- _CONSIGNES_
Dans le texte ci-dessous sur le rôle du président dans le choix des ministres, relevez les gouvernements cités comme opposés au président, chacun avec son année.

- _TEXTE À LIRE_
##############################

La fausse non-intervention du président
S’il est vrai que, quand ils sont opposés l’un à l’autre (ce qui fut le cas du gouvernement Chirac en 1986, du gouvernement Balladur en 1993, ou du gouvernement Jospin en 1997), le président reconnaît au premier ministre le pouvoir de choisir les membres du gouvernement, quand, comme c’est le cas cette année, ils sont plus proches politiquement l’un de l’autre, la désignation des ministres reste un pouvoir du président, partagé avec le premier ministre. Sans doute est-ce bien parce que nous restons dans un exécutif de droite qu’E. Macron dit consentir à laisser un peu de respiration au gouvernement et se mêler un peu moins de tous dans la politique gouvernementale.

##############################

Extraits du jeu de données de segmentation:
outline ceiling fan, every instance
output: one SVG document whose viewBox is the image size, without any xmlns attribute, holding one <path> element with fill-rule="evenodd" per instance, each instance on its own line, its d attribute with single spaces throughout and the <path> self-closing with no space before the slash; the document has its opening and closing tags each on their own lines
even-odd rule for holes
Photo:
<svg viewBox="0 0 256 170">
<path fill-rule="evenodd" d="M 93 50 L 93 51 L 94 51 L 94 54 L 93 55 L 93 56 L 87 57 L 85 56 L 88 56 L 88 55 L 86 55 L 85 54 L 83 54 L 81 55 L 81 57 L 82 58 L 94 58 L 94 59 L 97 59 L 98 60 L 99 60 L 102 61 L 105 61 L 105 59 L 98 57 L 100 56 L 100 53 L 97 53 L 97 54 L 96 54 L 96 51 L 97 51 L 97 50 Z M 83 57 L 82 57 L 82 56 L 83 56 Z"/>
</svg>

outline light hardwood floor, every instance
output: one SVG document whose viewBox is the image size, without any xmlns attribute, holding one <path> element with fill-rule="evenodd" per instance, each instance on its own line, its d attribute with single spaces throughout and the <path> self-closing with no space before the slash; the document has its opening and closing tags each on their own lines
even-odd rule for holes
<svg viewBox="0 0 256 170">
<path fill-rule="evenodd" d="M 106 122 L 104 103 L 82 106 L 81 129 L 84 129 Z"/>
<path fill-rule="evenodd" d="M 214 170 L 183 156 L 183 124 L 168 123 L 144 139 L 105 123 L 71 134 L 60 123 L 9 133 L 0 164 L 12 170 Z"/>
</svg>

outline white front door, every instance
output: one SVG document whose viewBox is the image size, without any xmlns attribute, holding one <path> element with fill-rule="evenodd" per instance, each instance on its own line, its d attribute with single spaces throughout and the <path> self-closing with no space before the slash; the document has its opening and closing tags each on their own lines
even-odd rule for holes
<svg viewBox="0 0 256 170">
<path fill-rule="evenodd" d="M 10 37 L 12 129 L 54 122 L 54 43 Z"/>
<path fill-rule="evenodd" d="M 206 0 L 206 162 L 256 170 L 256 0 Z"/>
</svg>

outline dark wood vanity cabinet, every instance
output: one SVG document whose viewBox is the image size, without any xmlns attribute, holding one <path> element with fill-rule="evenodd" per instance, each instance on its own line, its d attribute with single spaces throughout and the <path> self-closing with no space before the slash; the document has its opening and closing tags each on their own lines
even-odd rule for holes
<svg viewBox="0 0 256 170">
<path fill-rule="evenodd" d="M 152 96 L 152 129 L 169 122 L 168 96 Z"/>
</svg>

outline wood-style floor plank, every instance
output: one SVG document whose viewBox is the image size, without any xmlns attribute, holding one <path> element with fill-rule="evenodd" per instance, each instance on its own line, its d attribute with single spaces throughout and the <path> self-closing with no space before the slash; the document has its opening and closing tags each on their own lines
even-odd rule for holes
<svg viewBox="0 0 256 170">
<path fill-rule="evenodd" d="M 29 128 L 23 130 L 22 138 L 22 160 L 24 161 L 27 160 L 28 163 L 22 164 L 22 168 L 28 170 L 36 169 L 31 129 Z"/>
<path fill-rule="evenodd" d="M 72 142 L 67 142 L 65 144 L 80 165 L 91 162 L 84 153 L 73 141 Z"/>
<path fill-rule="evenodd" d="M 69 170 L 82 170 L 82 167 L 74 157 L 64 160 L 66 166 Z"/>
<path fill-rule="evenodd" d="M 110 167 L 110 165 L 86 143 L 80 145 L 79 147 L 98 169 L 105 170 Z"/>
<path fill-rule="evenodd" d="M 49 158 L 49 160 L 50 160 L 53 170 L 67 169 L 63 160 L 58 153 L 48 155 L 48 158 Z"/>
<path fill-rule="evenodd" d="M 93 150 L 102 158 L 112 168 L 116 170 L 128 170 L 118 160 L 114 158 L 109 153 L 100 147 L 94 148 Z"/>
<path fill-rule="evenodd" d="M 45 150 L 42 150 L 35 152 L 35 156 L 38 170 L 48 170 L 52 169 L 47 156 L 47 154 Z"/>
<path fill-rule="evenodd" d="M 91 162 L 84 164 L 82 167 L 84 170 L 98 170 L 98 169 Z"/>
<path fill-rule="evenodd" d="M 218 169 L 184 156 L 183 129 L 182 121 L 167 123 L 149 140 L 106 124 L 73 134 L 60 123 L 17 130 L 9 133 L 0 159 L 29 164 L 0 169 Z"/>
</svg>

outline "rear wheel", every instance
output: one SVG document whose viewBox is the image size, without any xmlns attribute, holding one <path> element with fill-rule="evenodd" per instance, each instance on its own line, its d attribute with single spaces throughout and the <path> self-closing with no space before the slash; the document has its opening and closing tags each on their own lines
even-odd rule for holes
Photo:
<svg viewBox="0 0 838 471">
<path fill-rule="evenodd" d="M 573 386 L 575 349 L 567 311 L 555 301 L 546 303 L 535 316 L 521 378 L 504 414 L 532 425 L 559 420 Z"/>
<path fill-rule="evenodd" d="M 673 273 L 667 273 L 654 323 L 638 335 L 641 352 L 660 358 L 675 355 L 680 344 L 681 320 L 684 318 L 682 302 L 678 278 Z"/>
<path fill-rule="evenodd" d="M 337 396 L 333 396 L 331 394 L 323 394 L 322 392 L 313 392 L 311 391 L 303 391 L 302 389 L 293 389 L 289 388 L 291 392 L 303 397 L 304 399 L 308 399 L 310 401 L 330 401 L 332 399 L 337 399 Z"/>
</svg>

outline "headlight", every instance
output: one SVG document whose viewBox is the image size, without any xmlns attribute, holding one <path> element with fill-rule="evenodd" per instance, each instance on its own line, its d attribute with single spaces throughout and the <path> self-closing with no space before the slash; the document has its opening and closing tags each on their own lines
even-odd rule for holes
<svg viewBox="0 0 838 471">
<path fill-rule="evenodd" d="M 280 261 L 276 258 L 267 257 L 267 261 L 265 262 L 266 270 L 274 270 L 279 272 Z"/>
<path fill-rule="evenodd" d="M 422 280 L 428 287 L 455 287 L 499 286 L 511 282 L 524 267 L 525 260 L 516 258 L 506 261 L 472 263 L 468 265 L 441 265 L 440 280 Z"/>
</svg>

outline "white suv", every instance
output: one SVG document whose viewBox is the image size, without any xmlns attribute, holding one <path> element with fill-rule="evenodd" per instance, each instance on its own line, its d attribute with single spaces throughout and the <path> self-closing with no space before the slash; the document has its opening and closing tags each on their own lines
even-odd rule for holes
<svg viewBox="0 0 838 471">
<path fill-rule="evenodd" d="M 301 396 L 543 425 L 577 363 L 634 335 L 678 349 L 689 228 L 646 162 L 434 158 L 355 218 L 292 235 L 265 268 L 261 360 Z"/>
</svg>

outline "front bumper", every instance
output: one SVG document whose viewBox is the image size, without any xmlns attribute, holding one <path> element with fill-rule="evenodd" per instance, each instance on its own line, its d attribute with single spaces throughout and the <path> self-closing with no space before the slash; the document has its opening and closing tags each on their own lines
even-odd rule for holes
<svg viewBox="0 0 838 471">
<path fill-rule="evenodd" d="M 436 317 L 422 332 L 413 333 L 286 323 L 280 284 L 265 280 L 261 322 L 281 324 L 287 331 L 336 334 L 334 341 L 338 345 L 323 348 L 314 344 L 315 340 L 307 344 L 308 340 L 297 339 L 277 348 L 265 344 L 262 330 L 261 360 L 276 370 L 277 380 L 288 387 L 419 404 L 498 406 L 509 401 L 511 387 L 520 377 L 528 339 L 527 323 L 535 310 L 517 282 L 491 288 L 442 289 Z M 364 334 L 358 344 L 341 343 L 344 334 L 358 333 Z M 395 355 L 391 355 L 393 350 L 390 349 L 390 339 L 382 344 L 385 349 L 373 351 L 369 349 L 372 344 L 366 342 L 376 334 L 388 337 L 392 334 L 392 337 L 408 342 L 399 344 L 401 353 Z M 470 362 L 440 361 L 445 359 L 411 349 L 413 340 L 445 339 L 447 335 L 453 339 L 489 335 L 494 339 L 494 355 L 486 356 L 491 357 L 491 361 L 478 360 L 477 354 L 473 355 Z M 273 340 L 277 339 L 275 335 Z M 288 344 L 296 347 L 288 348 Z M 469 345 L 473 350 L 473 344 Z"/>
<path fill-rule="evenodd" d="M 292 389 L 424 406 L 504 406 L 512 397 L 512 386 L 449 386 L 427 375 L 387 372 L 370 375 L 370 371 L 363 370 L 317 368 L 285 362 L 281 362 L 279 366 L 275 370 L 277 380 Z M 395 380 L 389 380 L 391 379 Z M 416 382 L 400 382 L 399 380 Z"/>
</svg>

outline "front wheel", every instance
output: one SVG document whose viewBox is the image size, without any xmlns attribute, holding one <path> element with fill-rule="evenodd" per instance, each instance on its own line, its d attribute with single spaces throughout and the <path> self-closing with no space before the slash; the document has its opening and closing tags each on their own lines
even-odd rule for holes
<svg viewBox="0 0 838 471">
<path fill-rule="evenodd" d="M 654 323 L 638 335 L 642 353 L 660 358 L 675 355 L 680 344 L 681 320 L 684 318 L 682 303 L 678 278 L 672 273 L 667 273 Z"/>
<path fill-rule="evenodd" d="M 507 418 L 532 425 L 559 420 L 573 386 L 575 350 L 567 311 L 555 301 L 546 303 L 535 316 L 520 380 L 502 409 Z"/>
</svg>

##############################

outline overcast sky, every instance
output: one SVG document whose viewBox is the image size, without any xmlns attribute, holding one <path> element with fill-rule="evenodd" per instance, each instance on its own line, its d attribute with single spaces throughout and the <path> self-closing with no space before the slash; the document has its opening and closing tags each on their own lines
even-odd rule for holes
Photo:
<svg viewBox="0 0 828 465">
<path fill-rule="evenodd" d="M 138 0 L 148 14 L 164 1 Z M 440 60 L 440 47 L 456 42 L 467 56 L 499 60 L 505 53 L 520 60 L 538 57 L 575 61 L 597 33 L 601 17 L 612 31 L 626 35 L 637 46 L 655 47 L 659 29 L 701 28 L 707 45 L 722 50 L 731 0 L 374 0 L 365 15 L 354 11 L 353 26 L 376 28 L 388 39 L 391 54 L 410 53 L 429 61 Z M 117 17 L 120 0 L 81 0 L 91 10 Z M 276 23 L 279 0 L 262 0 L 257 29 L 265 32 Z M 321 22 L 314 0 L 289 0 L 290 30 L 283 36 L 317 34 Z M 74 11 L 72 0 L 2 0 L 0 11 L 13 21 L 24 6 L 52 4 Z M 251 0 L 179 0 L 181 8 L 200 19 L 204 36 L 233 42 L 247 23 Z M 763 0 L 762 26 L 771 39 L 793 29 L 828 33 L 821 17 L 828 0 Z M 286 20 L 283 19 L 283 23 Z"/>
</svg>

##############################

- _RÉPONSE FINALE_
- Gouvernement Chirac, 1986
- Gouvernement Balladur, 1993
- Gouvernement Jospin, 1997